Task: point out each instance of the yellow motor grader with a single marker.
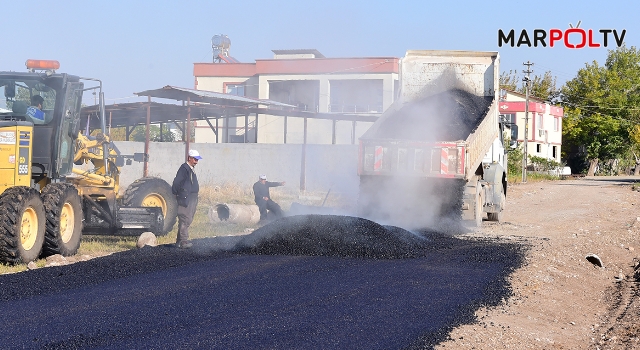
(58, 181)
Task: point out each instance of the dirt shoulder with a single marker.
(561, 300)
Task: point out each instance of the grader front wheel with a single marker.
(22, 225)
(153, 192)
(64, 219)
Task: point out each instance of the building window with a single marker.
(510, 117)
(539, 121)
(235, 89)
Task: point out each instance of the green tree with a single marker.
(602, 109)
(542, 87)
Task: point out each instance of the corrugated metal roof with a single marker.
(182, 94)
(314, 52)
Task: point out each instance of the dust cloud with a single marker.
(412, 201)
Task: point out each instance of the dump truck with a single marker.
(437, 154)
(58, 181)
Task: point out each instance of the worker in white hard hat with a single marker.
(263, 199)
(185, 188)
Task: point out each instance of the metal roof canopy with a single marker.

● THE REQUEST: Extract every line of the material above verbatim, leaving out the pictures.

● SOLUTION TO THE EXERCISE:
Task: point out each instance of the yellow motor grader with a single marker.
(58, 181)
Task: point out each instance of the dirt shoulder with a single marker.
(561, 300)
Task: point out each instance of the grader front wheel with a single marker.
(22, 225)
(153, 192)
(64, 219)
Task: point out each instance of the building window with a single marker.
(510, 117)
(539, 121)
(235, 89)
Task: point out each instance of the green tree with a single marker.
(602, 109)
(542, 87)
Task: point out each instance of the corrugated metal roof with a single marker.
(182, 94)
(314, 52)
Task: point out each instance of the dust cloud with a single marker.
(412, 201)
Task: point out each instance of the dump truck with a single marker.
(437, 154)
(58, 181)
Task: point out each instance of the worker in white hard hat with a single marker.
(263, 199)
(185, 188)
Task: point out each instance of the metal roof canopy with a single marker.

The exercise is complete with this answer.